Material provided section start

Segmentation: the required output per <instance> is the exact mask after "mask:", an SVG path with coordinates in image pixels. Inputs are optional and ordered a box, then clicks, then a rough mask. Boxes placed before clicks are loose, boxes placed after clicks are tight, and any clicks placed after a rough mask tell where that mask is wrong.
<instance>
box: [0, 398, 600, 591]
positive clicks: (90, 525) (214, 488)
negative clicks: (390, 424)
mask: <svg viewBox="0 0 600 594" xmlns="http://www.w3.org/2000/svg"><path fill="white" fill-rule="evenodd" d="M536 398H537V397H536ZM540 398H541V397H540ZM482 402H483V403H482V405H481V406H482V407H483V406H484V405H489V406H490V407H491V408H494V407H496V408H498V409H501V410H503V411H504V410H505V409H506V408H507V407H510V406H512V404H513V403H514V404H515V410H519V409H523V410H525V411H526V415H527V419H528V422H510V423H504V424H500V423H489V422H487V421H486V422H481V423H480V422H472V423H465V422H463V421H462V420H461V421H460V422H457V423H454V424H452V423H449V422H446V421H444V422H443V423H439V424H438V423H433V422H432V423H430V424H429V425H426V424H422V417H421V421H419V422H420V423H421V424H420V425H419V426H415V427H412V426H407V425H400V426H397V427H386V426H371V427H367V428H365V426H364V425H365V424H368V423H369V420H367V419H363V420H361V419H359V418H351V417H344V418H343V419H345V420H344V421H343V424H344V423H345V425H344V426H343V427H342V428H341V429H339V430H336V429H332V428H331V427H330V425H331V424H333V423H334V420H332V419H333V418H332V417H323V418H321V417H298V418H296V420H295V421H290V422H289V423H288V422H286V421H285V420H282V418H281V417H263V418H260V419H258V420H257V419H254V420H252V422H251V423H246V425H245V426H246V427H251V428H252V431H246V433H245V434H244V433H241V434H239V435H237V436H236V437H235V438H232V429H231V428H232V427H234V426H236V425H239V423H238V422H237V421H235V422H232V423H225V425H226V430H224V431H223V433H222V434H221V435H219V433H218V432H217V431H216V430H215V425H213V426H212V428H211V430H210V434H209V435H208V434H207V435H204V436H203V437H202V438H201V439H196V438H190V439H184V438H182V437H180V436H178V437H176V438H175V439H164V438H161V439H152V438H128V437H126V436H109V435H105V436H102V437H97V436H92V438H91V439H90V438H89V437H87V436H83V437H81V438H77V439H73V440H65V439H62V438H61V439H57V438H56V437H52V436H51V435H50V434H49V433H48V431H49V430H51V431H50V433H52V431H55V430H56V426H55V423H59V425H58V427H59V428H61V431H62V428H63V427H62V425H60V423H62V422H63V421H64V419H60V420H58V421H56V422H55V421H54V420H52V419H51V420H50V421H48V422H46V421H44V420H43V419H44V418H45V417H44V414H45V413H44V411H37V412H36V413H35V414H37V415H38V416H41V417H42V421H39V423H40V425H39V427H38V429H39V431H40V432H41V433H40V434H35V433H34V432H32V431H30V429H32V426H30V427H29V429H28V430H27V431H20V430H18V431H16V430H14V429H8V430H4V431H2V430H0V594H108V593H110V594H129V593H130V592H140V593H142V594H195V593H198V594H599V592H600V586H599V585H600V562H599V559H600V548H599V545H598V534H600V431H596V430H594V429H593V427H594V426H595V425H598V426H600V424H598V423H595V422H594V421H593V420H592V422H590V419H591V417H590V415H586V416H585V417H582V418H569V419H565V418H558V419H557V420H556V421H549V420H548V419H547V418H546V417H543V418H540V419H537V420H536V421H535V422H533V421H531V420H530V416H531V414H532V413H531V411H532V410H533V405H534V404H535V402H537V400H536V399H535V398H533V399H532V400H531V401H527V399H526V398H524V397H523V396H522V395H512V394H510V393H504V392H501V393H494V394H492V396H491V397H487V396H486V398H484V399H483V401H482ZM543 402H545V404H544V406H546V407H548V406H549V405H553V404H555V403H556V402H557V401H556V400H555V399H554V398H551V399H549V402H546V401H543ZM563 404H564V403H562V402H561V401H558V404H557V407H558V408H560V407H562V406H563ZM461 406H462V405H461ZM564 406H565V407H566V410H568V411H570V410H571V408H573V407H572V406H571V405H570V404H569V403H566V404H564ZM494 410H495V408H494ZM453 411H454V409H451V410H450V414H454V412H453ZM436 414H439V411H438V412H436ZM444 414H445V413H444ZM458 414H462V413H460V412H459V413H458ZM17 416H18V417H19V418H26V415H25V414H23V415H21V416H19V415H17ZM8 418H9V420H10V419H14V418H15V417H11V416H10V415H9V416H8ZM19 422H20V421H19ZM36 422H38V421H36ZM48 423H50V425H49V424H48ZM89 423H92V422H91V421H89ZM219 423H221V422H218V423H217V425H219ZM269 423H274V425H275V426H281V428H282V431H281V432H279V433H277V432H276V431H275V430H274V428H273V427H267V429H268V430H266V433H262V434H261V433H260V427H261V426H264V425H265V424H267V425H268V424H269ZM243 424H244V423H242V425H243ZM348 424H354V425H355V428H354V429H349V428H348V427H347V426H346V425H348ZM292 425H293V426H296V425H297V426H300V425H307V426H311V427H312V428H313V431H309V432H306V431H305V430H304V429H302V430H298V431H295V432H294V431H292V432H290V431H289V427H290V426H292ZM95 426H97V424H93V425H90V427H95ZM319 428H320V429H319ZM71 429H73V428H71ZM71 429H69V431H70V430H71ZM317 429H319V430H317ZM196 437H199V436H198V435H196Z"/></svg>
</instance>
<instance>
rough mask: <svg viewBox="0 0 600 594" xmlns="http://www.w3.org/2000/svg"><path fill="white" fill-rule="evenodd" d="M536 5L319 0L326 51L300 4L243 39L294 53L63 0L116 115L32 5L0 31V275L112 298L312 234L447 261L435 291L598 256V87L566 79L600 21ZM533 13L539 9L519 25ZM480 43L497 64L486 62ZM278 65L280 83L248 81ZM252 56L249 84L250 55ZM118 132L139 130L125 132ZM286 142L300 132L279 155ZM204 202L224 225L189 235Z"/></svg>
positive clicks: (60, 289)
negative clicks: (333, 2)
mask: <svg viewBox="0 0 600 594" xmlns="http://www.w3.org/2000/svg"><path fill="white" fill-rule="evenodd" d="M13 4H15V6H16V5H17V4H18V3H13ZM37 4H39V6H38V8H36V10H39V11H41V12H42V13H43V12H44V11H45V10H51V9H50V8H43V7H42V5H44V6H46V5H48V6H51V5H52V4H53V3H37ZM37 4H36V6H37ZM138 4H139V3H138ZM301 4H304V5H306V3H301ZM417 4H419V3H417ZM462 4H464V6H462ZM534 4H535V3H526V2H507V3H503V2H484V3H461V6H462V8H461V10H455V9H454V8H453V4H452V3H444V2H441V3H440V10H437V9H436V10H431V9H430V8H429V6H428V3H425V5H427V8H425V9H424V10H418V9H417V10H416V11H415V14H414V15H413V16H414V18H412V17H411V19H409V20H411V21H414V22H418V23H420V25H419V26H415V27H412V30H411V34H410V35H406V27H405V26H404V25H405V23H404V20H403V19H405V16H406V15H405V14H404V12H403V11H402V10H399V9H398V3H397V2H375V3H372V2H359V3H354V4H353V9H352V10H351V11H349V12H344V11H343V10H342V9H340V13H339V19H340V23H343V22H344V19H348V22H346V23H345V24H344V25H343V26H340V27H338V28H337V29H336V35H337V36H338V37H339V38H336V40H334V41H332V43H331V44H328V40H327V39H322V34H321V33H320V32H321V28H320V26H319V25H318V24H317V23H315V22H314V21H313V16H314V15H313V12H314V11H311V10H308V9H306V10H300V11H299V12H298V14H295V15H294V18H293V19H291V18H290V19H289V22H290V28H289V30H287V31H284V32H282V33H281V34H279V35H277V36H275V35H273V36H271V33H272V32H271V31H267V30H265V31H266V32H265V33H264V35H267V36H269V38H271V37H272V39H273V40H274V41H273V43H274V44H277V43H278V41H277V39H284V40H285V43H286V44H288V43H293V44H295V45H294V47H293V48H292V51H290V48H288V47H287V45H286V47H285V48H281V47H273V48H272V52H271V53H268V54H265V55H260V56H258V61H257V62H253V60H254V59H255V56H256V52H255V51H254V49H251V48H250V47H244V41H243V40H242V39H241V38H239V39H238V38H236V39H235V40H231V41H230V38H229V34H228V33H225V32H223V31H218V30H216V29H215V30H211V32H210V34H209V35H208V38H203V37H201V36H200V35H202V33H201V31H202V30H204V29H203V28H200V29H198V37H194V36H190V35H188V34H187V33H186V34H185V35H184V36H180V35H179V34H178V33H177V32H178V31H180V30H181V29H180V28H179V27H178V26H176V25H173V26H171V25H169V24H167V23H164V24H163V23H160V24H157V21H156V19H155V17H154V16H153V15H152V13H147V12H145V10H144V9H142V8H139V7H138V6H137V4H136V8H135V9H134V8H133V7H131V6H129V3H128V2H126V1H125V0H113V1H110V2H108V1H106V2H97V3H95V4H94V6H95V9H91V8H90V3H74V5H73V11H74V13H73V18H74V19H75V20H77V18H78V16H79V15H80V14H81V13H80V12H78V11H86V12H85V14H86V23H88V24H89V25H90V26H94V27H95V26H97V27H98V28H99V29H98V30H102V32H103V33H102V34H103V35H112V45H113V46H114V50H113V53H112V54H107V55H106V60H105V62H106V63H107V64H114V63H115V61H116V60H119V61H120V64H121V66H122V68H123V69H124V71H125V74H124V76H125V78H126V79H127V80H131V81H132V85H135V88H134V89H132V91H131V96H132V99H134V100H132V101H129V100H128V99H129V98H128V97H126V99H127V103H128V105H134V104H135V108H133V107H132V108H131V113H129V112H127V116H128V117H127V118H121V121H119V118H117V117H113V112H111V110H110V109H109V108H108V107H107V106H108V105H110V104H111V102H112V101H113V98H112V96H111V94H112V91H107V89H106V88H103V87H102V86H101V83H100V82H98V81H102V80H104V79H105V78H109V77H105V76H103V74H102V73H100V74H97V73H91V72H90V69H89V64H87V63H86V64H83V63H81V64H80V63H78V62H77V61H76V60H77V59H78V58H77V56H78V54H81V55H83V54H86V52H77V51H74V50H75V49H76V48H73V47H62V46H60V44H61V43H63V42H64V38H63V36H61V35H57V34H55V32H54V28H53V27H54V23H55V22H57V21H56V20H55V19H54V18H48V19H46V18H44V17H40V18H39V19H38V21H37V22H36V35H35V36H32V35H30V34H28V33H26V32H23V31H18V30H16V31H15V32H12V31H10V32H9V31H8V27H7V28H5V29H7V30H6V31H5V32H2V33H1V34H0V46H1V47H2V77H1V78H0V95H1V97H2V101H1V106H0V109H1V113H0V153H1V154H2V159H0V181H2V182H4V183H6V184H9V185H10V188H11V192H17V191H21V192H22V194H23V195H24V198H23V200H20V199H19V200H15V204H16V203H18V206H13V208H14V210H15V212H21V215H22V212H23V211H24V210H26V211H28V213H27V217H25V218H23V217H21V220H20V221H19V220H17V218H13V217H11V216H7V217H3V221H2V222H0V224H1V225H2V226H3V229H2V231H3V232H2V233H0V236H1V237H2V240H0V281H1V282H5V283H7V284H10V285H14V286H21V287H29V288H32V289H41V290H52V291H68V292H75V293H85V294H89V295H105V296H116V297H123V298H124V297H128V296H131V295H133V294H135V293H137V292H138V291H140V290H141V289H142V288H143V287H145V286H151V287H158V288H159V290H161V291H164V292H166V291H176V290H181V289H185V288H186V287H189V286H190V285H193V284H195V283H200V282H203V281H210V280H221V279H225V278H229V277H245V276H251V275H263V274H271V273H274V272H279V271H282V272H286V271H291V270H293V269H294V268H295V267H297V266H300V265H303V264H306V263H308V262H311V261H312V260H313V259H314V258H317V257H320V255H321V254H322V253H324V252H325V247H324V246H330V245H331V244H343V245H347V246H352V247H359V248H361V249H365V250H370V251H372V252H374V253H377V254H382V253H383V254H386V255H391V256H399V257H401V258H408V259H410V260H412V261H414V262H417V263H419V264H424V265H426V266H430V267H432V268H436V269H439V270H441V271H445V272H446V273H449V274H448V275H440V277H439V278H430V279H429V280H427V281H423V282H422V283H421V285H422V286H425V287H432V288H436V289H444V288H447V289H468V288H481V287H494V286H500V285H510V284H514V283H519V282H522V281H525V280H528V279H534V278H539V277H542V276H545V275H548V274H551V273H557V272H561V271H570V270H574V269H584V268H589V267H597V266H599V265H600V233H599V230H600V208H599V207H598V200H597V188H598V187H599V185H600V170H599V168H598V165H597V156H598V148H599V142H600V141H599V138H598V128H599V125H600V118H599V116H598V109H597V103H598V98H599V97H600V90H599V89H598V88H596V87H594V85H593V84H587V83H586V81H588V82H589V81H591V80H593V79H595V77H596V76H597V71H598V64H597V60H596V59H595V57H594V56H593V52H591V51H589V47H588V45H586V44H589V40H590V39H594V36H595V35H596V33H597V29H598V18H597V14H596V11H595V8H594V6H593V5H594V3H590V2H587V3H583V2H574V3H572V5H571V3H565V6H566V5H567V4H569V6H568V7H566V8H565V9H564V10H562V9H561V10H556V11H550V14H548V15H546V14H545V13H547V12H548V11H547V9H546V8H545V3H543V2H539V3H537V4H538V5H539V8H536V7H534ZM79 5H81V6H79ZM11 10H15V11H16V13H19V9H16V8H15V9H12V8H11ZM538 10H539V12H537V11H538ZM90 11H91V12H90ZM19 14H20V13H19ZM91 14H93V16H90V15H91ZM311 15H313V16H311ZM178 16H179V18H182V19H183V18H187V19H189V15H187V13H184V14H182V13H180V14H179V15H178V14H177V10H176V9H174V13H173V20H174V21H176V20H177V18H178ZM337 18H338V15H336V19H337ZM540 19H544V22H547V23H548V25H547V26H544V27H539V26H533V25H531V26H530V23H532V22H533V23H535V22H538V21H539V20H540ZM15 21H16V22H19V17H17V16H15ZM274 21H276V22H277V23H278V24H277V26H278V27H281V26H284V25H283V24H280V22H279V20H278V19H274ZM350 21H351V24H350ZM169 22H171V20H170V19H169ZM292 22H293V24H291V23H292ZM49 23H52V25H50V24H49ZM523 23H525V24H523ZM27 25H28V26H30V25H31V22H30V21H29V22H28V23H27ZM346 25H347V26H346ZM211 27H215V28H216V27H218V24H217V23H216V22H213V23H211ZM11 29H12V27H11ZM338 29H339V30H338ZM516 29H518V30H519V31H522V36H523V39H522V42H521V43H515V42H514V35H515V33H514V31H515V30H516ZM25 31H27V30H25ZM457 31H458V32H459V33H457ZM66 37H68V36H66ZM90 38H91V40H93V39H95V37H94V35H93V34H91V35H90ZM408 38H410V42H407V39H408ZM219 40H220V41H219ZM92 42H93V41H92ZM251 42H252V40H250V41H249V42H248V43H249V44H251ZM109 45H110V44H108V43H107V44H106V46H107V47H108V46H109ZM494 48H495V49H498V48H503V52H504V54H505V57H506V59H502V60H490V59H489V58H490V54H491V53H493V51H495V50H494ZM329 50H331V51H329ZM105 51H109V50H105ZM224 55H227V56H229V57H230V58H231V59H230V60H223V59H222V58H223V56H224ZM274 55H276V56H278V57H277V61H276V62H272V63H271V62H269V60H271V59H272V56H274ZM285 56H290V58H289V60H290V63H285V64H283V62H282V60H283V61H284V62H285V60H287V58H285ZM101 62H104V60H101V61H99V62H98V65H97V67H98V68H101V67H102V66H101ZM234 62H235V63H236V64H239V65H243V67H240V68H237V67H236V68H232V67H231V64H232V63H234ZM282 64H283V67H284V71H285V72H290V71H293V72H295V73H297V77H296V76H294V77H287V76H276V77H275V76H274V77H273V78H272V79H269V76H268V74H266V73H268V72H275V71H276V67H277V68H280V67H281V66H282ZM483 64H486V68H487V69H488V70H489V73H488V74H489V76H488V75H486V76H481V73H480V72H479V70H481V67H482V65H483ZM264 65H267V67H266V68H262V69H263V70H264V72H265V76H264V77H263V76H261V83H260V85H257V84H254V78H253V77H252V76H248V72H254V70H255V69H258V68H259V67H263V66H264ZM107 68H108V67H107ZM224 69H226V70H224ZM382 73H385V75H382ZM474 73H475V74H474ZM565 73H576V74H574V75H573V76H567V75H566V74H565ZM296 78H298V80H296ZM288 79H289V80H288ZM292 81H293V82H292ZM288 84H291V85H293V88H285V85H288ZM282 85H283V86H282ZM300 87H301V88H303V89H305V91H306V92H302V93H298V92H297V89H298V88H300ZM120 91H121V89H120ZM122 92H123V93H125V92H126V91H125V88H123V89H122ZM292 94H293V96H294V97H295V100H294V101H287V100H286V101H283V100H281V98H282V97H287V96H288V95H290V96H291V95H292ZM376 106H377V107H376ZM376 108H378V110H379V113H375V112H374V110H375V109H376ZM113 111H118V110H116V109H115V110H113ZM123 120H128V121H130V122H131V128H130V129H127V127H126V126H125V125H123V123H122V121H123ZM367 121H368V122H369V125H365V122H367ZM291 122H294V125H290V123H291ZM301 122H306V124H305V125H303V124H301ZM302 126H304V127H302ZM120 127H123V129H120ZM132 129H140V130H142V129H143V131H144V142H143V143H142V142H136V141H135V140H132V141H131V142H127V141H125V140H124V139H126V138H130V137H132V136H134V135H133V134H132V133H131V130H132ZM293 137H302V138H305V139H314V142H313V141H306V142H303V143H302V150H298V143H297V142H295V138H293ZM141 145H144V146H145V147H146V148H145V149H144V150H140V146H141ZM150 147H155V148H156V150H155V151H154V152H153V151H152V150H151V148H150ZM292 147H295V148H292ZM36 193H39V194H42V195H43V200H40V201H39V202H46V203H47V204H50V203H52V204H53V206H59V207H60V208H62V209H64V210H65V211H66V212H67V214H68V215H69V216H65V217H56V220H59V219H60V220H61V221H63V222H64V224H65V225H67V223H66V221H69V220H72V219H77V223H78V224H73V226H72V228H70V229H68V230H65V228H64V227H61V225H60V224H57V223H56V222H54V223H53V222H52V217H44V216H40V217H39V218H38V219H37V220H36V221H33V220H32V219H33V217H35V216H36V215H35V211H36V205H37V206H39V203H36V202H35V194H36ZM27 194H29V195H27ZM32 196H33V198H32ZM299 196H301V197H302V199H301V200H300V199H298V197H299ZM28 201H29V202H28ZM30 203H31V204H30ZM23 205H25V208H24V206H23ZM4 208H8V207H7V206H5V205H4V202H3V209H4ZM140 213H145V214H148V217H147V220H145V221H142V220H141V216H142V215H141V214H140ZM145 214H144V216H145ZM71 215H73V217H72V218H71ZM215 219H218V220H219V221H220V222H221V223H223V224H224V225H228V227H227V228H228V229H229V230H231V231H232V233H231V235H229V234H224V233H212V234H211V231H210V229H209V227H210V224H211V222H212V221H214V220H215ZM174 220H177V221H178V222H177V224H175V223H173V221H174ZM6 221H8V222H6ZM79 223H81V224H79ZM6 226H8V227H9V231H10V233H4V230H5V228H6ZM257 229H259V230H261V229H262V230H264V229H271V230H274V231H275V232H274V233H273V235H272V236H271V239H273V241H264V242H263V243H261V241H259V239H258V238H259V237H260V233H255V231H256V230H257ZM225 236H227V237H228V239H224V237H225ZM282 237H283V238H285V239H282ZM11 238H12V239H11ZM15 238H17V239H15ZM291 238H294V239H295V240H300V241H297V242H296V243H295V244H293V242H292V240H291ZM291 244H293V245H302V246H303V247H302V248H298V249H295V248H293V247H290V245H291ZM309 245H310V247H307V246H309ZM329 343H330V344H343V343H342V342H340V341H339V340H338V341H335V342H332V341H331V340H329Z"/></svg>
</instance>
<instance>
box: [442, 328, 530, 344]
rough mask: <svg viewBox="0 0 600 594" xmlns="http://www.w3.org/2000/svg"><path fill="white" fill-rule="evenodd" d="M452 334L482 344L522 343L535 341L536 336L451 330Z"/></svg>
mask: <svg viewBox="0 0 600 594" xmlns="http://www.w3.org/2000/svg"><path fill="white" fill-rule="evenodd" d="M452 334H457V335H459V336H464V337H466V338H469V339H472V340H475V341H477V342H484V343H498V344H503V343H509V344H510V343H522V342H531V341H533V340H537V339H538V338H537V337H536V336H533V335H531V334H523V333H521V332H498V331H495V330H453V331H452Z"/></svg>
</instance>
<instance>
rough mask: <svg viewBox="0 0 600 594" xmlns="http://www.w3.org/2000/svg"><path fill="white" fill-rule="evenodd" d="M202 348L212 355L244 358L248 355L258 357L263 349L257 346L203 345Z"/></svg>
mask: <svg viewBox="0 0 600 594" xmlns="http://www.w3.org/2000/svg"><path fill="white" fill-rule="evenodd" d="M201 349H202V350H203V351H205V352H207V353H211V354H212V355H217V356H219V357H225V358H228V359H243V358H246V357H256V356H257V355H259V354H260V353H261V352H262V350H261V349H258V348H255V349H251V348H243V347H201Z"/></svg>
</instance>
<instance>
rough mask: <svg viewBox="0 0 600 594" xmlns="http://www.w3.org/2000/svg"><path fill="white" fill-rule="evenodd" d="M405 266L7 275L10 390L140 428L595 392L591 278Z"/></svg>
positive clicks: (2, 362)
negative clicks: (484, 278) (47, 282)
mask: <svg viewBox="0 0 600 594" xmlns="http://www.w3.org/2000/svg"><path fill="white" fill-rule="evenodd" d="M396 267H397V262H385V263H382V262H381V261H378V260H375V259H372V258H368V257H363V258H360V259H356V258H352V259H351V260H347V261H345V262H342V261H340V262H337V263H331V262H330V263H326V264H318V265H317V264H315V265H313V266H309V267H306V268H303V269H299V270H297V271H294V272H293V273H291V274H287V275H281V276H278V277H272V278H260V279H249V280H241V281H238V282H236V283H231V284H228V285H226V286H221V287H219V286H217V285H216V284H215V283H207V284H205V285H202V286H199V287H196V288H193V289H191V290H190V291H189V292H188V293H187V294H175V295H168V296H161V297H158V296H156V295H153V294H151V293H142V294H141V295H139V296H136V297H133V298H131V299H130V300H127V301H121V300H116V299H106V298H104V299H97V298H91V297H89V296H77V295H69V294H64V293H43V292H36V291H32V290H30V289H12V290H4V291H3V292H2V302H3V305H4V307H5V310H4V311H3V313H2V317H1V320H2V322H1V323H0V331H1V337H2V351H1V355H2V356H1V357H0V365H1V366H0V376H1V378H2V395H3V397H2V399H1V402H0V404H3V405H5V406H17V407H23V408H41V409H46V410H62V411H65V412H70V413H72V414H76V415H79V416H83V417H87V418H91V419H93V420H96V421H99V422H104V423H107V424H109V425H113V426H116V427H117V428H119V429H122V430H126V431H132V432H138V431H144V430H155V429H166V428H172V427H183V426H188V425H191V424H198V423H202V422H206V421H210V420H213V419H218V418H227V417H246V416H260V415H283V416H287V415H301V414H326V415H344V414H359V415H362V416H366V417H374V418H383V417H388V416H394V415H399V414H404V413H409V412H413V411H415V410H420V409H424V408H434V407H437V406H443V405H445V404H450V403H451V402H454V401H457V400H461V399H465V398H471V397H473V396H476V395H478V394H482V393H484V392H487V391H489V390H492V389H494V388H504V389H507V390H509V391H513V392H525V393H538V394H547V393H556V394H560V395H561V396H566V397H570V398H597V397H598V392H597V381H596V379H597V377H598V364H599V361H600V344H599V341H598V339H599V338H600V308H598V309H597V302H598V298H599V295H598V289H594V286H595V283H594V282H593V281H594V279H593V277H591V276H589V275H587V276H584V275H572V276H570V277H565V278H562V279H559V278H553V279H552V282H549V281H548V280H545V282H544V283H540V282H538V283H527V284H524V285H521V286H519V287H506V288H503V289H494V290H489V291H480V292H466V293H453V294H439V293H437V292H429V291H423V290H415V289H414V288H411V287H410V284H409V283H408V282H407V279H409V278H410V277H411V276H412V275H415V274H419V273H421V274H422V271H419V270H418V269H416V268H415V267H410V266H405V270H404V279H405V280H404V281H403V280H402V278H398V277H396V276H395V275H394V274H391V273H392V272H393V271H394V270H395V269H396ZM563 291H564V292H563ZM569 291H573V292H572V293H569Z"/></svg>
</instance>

Material provided section end

-- What you need to do --
Could you find every line in the records above that contains the word "negative" and copy it?

-- Response to the exercise --
negative clicks: (390, 424)
negative clicks: (333, 2)
negative clicks: (484, 278) (47, 282)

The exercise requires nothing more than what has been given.